* **WHAT THIS TASK INVOLVES**
Please recast the stretch below, from the line containing "Drone-based agricultural survey in progress. Pinpoint white wall" through the line containing "[882,0,1104,236]", as a JSON list of strings, one string per line, leaving out any blank lines.

-------------------------

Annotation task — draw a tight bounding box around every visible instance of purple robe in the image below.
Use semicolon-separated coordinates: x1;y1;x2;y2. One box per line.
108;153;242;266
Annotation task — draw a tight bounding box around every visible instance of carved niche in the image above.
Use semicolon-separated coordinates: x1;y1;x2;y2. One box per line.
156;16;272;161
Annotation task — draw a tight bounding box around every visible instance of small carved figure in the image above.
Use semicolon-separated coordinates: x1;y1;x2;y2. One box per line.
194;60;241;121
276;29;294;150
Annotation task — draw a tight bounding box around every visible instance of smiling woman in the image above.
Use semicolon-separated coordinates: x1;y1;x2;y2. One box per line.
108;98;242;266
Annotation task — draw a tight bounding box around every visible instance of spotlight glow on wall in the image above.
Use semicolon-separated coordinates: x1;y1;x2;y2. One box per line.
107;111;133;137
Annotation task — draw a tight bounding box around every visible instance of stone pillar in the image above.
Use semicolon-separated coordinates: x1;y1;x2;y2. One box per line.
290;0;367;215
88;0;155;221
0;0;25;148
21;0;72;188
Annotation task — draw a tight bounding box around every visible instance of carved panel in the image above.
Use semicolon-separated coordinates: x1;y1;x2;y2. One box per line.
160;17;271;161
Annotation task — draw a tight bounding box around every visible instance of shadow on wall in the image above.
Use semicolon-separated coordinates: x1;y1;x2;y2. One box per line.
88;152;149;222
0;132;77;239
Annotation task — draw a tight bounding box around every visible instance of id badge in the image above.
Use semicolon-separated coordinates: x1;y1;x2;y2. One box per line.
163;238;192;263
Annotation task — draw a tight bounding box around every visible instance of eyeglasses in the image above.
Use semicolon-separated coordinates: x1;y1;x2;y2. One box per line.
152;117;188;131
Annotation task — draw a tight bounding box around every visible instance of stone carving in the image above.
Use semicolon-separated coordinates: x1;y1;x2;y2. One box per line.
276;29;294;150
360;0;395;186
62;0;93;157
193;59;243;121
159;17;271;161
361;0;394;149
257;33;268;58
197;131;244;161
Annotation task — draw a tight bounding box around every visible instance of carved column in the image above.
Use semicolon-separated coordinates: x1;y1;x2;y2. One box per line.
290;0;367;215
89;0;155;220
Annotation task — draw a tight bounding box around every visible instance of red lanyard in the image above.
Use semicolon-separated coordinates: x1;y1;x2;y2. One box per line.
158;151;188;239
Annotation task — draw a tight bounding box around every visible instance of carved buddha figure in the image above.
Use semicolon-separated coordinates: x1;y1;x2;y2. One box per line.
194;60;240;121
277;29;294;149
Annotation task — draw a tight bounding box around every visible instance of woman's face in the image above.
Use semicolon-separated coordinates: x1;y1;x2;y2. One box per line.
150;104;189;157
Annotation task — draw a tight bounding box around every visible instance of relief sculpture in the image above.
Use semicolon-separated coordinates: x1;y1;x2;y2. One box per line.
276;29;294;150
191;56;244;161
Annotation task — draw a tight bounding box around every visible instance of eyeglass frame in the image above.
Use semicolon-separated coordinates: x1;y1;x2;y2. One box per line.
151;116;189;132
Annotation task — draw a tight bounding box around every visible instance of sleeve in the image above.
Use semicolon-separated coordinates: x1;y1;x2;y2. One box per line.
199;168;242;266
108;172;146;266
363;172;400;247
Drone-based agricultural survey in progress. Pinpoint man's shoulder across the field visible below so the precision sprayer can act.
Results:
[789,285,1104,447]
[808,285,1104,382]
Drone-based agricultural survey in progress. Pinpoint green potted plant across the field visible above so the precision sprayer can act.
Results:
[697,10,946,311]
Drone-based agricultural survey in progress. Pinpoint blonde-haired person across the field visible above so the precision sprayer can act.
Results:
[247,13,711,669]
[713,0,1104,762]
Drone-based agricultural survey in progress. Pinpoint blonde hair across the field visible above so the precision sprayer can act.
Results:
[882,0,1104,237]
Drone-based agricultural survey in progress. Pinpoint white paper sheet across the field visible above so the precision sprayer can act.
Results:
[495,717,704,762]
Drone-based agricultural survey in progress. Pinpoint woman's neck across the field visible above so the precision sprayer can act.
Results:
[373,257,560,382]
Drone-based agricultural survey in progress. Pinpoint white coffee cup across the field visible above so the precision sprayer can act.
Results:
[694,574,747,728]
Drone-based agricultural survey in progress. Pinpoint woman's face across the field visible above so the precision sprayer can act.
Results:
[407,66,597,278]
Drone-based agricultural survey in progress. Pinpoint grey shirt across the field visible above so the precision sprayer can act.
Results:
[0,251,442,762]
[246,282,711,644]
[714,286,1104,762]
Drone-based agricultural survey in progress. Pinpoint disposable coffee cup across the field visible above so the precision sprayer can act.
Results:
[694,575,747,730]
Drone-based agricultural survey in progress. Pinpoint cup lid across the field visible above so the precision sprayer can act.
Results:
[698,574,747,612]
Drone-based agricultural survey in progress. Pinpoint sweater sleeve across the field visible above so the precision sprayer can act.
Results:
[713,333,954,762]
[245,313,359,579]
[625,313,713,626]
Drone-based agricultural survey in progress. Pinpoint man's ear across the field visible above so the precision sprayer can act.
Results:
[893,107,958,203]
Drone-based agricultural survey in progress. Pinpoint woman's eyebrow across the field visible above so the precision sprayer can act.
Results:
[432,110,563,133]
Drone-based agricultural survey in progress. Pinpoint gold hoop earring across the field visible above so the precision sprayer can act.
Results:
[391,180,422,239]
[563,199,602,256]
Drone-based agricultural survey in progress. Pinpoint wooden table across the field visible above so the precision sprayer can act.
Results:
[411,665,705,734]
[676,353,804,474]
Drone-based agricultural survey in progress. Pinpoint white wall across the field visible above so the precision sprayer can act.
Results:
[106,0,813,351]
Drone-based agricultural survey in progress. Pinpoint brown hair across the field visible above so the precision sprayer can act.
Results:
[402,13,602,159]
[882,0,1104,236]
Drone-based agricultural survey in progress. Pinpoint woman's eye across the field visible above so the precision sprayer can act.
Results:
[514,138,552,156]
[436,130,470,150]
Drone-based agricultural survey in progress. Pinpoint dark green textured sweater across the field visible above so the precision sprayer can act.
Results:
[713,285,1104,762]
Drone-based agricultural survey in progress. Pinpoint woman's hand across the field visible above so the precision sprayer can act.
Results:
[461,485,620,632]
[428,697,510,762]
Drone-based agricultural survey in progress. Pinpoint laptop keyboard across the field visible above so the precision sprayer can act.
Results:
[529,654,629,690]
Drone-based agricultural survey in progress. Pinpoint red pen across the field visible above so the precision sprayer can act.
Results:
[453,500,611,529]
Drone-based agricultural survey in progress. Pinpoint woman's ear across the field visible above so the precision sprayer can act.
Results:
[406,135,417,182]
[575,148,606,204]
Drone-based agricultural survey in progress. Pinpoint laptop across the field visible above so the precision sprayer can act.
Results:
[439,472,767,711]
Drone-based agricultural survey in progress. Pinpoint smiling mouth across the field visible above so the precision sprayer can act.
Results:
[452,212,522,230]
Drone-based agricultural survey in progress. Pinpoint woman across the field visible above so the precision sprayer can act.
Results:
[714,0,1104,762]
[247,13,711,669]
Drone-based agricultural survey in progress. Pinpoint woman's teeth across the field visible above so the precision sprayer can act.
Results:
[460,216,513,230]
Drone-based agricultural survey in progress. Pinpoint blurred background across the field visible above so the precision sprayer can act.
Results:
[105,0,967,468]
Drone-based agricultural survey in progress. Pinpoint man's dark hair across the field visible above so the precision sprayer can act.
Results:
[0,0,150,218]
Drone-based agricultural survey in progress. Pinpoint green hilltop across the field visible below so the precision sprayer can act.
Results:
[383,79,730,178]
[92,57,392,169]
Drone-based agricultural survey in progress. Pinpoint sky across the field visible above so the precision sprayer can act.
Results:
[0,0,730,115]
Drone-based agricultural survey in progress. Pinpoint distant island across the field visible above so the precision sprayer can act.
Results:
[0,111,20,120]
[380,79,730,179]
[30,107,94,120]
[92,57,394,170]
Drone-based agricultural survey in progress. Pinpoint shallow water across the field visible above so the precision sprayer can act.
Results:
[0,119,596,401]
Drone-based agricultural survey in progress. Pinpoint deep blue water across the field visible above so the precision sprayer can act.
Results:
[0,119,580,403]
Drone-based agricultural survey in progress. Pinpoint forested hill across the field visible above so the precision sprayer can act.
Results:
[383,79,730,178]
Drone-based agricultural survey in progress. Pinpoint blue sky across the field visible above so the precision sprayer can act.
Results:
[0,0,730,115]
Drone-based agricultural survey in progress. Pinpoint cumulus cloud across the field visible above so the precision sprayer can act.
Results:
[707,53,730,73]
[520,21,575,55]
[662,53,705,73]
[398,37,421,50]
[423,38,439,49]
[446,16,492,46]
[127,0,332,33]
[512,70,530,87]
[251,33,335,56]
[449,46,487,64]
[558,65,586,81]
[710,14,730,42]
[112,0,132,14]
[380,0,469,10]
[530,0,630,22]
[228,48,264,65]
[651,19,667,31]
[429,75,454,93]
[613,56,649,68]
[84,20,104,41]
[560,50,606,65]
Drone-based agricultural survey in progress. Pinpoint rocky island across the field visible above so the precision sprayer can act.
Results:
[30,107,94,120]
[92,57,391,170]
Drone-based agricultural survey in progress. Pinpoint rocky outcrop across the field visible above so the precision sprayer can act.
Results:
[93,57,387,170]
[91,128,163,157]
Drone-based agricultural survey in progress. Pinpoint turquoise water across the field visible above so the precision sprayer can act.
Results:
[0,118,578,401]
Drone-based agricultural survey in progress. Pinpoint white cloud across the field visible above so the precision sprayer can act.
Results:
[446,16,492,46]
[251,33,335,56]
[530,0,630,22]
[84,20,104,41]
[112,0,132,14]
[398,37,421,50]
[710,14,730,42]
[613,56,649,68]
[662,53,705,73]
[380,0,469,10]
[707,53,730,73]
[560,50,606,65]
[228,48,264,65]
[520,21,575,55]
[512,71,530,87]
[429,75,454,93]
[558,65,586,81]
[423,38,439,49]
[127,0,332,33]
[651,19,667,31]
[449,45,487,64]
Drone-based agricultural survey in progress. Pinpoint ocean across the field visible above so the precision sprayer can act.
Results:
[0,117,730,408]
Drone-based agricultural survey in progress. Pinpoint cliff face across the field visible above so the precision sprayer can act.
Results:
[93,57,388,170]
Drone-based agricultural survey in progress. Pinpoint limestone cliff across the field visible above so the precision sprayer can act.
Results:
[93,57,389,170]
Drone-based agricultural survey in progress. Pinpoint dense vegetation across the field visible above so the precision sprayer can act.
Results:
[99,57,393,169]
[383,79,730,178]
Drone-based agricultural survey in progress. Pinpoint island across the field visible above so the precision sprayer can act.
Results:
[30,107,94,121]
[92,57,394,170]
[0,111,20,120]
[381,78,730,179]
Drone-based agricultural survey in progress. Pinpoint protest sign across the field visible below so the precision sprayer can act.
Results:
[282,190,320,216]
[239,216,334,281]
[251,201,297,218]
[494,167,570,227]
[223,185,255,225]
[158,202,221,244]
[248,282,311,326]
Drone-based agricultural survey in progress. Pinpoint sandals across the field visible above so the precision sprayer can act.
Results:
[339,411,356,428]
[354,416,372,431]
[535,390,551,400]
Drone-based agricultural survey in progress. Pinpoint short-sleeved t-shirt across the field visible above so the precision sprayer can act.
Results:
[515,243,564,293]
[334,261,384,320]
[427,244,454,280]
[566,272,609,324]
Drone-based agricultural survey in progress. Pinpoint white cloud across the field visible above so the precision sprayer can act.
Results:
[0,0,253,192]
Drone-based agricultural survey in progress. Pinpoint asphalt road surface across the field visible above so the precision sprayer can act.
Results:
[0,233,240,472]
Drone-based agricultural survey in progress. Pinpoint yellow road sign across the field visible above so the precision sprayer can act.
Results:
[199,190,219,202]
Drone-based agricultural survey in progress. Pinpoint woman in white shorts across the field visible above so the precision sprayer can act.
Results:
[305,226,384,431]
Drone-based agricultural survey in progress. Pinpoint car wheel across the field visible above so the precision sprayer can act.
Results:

-------------------------

* **WORKED ANSWER**
[
  "Drone-based agricultural survey in progress. Pinpoint white wall across the field visible above so the precision sprayer can act.",
  "Results:",
  "[106,0,813,351]",
  "Drone-based agricultural survey in progress. Pinpoint brown hair across the field visible above so the precision sprayer can act.",
  "Results:",
  "[402,13,602,159]",
  "[882,0,1104,236]"
]